> [Document section]:
.....

My Mediterranean Grilled Cheese That's Not Your Average Toastie

I was standing in my kitchen last Tuesday, staring at leftover feta and a half-used jar of sun-dried tomatoes, and honestly? I didn't expect that combo to change my life. But this Mediterranean grilled cheese is everything a regular sandwich wishes it could be—salty, tangy, gooey, with that perfect golden crust that crunches just right. It's the kind of thing you make when you want to feel fancy but also just want to eat in your pyjamas. Honestly, I didn't even plan to share this recipe, but my mate Sam wouldn't stop texting me photos of his attempts to recreate it, so here we are.
Prep Time 10 minutes
Cook Time 8 minutes

Ingredients
  

  • 2 slices good sourdough — the kind with proper chew, not that floppy sandwich bread
  • 1 tbsp butter, softened — or mayo if you're feeling rebellious
  • 50g feta cheese, roughly crumbled — go for the creamy Greek stuff if you can
  • 50g mozzarella, grated — the melty hero of this story
  • 2-3 sun-dried tomatoes, drained and sliced — the oil-packed ones are best
  • 1 tsp pesto — store-bought is fine, I won't tell
  • A handful of baby spinach — or rocket if you like a peppery kick
  • A pinch of dried oregano — because it's not Mediterranean without it

Instructions
 

  • Start by mixing your feta and mozzarella in a bowl — honestly, I just use my hands because it's faster and messier.

.....

> [Complete the following]:
1. Answer these from the grilled cheese recipe:
(a) What is the cook time?
(b) How much mozzarella does the recipe call for?
(c) What green can be used in place of baby spinach?
2. Carry the Mediterranean grilled cheese recipe forward from its last instruction.

> [Material provided]:

.....

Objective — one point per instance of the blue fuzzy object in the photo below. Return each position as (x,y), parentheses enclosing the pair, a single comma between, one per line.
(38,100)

.....

> [Answers]:
1.
(a) 8 minutes
(b) 50g, grated
(c) Rocket

2.
  • Spread pesto on one slice of bread like you're painting a masterpiece.
  • Layer on the spinach, then the cheese mix, then sun-dried tomatoes. Sprinkle oregano like you mean it.
  • Top with the second slice and press down gently. Don't squash it flat, just enough to hold it together.
  • Butter the outside of the sandwich like you're giving it a warm hug.
  • Heat a non-stick pan over medium heat — not too hot or the outside burns before the cheese melts.
  • Cook for about 3-4 minutes each side, pressing lightly with a spatula until golden and gooey.
  • Let it sit for a minute before slicing — if you cut too soon, the cheese will escape and you'll cry.
  • Serve with a handful of olives or a quick side salad if you're feeling virtuous.
  • If you're feeling wild, add a drizzle of balsamic glaze — but only if it's the real stuff, not the sugary impostor.

Notes

Don't you dare use pre-grated cheese—it's coated in anti-caking stuff and won't melt properly. Also, if your feta is too crumbly, give it a little mash with a fork first. I learned that the hard way after bits went flying everywhere. And for the love of all things melty, butter the bread edges properly or you'll get sad, pale corners. This is not the time to skimp.